Collected data >>
----

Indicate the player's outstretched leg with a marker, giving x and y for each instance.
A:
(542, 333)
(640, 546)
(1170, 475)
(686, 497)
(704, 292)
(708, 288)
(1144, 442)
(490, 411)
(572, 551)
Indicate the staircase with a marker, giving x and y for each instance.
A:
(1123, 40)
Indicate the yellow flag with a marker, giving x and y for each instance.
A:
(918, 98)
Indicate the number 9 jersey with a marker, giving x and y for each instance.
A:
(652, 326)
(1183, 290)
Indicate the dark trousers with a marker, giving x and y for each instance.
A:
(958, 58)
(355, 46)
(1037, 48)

----

The task >> Each line holding "marker" in the records should be copied out.

Expected answer >>
Indicate the player's outstretched leg with a marker, giving x and y for each instance.
Indicate the staircase with a marker, giving x and y for each instance.
Indicate the yellow flag with a marker, giving x and y for each instance.
Indicate the number 9 jersey with a marker, giving x and y for each instance.
Indicate the dark trousers with a marker, giving x and y for each instance.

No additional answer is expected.